Object point labels
==============================
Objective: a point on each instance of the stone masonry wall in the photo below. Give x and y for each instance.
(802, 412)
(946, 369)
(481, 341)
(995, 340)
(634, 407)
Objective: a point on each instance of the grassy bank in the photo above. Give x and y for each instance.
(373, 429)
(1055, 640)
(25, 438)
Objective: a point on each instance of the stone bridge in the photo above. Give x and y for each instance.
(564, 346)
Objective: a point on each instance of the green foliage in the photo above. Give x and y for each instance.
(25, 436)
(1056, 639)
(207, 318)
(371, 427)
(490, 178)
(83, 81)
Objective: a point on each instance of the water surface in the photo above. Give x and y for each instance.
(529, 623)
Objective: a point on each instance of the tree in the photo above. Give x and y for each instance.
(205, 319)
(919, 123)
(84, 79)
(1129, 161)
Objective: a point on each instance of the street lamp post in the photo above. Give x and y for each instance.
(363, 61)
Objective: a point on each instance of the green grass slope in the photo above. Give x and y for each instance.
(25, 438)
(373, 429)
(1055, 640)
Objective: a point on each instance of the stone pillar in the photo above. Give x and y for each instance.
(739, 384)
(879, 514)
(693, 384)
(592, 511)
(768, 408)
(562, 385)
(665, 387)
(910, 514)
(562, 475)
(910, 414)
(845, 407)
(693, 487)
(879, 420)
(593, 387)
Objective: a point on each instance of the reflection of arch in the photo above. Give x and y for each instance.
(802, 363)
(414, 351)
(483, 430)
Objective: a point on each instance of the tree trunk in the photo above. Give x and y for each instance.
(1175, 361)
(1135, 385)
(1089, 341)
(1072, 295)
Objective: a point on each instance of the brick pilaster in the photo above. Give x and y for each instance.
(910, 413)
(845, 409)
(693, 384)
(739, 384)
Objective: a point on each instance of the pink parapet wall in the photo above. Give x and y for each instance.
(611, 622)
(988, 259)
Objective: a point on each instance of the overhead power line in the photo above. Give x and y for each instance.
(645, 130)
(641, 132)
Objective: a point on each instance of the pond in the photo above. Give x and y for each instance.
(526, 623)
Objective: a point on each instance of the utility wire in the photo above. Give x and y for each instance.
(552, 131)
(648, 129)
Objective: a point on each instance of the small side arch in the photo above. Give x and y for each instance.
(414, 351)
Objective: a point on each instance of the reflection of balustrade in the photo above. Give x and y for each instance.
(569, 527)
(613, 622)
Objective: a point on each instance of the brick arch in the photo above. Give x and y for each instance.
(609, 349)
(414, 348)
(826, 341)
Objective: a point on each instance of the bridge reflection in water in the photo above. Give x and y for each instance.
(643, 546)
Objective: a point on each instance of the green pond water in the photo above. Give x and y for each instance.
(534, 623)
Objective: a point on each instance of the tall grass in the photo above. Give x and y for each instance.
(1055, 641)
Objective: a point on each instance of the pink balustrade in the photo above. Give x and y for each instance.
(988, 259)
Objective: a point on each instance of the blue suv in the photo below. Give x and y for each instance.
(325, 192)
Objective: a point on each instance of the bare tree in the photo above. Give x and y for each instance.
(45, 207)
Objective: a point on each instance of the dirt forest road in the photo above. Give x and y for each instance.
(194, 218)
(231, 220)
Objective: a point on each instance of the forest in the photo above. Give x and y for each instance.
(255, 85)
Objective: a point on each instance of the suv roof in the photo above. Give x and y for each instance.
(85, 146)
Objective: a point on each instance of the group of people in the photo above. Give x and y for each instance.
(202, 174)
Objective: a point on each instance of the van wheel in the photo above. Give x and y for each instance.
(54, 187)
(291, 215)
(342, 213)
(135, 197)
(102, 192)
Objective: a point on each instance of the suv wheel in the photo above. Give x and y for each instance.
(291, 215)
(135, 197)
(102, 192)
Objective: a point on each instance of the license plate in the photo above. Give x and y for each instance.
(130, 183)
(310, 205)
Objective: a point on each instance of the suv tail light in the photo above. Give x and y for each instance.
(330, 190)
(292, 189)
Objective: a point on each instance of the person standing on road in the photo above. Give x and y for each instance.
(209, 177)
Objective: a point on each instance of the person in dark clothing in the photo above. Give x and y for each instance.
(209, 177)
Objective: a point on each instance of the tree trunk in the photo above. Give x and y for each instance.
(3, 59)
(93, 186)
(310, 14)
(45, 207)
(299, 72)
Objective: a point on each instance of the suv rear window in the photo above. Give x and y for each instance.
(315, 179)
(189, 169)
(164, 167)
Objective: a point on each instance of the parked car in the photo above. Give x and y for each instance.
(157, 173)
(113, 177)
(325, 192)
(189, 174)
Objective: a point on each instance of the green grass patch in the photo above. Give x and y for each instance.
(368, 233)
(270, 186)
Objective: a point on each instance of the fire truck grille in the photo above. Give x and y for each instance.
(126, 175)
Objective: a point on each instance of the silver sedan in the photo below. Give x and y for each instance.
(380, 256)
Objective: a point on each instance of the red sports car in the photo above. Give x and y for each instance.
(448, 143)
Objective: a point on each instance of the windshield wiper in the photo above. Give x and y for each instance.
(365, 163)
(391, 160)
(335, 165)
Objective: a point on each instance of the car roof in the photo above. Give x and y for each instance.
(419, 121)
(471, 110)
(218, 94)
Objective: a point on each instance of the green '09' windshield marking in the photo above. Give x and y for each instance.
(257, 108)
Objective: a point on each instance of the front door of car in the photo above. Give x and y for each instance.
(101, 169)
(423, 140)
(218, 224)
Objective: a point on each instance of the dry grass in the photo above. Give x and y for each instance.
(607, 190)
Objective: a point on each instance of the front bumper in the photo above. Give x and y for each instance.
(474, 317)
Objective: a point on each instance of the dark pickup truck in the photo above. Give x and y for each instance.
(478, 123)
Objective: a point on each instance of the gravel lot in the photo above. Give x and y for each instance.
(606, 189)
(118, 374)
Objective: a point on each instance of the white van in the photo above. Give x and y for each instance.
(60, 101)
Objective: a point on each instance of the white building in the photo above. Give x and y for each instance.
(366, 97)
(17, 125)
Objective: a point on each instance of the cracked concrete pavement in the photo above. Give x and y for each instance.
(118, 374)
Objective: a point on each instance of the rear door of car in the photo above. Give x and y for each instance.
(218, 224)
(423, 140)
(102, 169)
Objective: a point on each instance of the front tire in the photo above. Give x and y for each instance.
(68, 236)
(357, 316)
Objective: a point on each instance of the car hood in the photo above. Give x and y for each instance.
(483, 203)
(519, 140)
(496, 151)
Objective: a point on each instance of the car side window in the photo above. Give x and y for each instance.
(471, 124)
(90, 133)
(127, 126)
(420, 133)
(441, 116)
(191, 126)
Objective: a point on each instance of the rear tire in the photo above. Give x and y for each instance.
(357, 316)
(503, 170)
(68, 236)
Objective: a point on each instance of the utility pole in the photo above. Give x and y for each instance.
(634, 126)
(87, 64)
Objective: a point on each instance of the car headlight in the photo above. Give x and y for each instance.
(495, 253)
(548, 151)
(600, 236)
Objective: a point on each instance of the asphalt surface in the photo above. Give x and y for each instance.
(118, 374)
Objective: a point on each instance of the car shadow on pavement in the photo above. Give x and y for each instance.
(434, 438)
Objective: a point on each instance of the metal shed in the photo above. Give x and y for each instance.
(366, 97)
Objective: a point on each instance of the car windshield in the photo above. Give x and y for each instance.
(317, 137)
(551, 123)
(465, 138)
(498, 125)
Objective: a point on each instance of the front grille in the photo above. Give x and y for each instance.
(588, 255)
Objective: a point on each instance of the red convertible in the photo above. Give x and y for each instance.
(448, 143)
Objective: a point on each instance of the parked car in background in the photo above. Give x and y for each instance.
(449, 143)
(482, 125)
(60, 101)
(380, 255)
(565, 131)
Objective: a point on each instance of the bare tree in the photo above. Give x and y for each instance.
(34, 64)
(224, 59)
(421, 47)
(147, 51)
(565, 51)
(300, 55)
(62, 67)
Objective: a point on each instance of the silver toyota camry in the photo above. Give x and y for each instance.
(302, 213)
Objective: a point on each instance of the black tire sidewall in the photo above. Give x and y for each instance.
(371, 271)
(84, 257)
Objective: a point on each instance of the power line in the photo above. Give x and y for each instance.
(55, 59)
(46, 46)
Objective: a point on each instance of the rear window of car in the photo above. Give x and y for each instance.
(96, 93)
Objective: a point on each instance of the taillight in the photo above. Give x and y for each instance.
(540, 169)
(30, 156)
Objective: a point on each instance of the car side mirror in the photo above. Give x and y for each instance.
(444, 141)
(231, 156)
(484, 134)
==============================
> [TASK DESCRIPTION]:
Express the records starting with the line containing "Objective: a point on each instance of the car side mirror" and going on through the end of the records as a two-column CSV with headers record_text and answer. Give one row per record, putting its text and its answer each in a single quoted field with line breaks replaced by spaces.

> [ANSWER TO THE EXERCISE]:
record_text,answer
"Objective: a point on each instance of the car side mirror in the photo above. Give x and y for each instance.","(444, 141) (231, 156) (484, 134)"